### WHAT YOU ARE ASKED TO DO:
Transcribe each entry shown below with no difference from the original.

Saved entries:
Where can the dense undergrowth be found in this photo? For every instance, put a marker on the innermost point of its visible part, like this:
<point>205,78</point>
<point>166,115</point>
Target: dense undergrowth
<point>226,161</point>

### COMPLETED TASK:
Where can the dense undergrowth be found in this photo? For every instance, put a marker on the innermost point of its visible part, like this:
<point>205,78</point>
<point>166,115</point>
Target: dense undergrowth
<point>226,161</point>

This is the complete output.